[PROBLEM STATEMENT] Please write out the material below word for word, from its first line through the line holding "top-left (40, 241), bottom-right (62, 247)", inclusive, and nothing past that line.

[Raw records]

<<<<

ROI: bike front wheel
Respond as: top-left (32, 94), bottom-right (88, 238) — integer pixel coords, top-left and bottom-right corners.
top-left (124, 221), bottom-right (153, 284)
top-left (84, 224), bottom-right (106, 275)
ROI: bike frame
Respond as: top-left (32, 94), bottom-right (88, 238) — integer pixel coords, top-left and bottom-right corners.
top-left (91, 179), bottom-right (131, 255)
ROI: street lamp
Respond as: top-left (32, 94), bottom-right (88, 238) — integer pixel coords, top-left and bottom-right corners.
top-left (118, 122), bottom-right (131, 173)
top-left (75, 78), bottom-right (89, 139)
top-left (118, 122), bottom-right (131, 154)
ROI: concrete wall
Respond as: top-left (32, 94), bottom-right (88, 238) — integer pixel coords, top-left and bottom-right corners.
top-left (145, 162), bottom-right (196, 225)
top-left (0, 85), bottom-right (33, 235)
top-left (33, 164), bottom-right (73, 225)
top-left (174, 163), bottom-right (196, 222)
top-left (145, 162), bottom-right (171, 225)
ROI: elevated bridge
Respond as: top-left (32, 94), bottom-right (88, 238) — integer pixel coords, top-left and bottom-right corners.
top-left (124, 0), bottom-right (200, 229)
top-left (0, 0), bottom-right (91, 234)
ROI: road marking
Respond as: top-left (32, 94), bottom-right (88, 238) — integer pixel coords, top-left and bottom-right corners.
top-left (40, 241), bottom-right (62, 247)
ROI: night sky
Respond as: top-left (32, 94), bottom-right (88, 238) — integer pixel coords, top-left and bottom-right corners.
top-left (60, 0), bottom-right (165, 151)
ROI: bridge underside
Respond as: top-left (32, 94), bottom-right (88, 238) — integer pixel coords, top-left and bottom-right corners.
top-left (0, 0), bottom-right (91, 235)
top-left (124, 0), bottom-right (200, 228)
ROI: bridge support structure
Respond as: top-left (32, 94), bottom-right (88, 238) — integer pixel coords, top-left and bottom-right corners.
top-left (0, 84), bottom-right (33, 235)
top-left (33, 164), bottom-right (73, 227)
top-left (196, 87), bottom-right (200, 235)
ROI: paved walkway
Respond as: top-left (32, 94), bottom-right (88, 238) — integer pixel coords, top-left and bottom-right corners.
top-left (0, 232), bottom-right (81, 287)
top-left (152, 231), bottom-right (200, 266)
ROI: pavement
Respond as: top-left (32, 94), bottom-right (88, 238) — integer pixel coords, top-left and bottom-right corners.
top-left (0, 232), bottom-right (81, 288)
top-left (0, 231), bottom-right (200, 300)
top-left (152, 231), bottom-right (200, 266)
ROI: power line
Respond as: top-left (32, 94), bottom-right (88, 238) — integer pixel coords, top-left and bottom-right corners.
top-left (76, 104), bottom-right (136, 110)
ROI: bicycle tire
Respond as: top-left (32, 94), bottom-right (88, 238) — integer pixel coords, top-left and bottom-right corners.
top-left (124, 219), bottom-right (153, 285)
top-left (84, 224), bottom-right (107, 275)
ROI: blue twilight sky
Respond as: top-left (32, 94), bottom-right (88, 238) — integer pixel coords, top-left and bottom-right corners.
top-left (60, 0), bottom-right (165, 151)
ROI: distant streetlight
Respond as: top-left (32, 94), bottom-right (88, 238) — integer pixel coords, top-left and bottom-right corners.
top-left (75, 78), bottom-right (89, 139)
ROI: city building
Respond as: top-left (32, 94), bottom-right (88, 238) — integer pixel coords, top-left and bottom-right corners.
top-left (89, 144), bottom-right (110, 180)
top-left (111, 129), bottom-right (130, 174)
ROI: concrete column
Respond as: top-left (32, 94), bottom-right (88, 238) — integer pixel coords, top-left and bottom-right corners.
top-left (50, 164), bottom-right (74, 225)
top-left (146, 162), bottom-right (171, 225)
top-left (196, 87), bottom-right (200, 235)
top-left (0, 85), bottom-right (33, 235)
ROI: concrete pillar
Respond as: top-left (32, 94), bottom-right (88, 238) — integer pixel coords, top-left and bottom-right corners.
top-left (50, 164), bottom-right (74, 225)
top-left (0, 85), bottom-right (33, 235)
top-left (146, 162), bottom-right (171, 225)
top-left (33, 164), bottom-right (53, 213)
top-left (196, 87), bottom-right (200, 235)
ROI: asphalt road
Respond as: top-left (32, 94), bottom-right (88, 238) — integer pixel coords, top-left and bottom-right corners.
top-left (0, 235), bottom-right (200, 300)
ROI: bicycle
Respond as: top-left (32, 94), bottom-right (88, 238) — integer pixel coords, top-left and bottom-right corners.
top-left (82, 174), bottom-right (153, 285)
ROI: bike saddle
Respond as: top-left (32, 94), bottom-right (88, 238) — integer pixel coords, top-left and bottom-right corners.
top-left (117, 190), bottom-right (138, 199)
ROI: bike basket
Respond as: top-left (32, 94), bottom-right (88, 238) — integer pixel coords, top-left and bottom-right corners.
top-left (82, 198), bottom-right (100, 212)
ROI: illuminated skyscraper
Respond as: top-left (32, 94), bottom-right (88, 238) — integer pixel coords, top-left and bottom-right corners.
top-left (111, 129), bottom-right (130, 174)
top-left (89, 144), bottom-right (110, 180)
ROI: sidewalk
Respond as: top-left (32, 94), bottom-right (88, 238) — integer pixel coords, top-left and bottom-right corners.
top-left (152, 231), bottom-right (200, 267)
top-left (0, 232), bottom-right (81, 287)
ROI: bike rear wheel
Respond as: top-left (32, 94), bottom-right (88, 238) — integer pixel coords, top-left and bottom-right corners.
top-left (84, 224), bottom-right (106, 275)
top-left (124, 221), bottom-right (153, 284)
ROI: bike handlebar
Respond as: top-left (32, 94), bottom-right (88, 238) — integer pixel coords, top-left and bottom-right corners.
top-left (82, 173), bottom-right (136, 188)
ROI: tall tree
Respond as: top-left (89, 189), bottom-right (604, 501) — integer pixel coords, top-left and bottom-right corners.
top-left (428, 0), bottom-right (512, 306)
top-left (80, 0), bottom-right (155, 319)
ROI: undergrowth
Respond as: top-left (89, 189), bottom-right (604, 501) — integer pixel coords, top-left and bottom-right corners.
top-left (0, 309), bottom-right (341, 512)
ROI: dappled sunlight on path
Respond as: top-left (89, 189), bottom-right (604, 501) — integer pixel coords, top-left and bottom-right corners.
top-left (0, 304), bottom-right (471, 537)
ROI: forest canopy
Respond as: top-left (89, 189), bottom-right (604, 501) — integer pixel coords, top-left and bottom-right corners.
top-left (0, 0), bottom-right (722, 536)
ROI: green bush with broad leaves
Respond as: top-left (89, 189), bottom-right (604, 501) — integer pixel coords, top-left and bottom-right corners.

>>>>

[WRITTEN SOLUTION]
ROI: bike front wheel
Respond as: top-left (32, 94), bottom-right (88, 238) — integer pixel coords, top-left and bottom-right corners.
top-left (124, 221), bottom-right (153, 284)
top-left (84, 224), bottom-right (106, 275)
ROI: bike frame
Respond as: top-left (32, 94), bottom-right (88, 238) — integer pixel coords, top-left and bottom-right corners.
top-left (91, 179), bottom-right (131, 255)
ROI: street lamp
Respond as: top-left (32, 94), bottom-right (88, 238) — integer pixel coords, top-left and bottom-right corners.
top-left (118, 122), bottom-right (131, 173)
top-left (75, 78), bottom-right (89, 139)
top-left (118, 122), bottom-right (131, 154)
ROI: concrete wall
Respond as: top-left (32, 94), bottom-right (88, 238) — integer pixel coords, top-left and bottom-right corners.
top-left (145, 162), bottom-right (196, 225)
top-left (0, 85), bottom-right (33, 235)
top-left (33, 164), bottom-right (73, 225)
top-left (174, 163), bottom-right (196, 222)
top-left (145, 162), bottom-right (171, 225)
ROI: elevated bridge
Respond as: top-left (32, 94), bottom-right (88, 238) — integer pixel coords, top-left and bottom-right corners.
top-left (124, 0), bottom-right (200, 229)
top-left (0, 0), bottom-right (91, 234)
ROI: road marking
Respond as: top-left (32, 94), bottom-right (88, 238) — integer pixel coords, top-left and bottom-right corners.
top-left (40, 241), bottom-right (62, 247)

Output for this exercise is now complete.